### Set exercise
Collect every line in the items below that contains the string "Ground". Case counts.

### Records for this task
☆ ☆ ☆ ☆ ☆
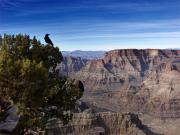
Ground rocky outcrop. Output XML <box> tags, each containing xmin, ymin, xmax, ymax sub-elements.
<box><xmin>58</xmin><ymin>49</ymin><xmax>180</xmax><ymax>118</ymax></box>
<box><xmin>56</xmin><ymin>56</ymin><xmax>87</xmax><ymax>76</ymax></box>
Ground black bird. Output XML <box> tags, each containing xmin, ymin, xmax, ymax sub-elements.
<box><xmin>44</xmin><ymin>34</ymin><xmax>54</xmax><ymax>46</ymax></box>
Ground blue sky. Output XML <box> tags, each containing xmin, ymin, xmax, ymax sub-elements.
☆ ☆ ☆ ☆ ☆
### The completed task
Ground rocky outcrop. Output XML <box> tags, each containing xmin, ymin, xmax, ymax sub-elements.
Ground black bird. Output XML <box> tags, each containing xmin, ymin, xmax, ymax sub-elements.
Ground blue sky. Output XML <box> tags, each containing xmin, ymin, xmax, ymax sub-elements.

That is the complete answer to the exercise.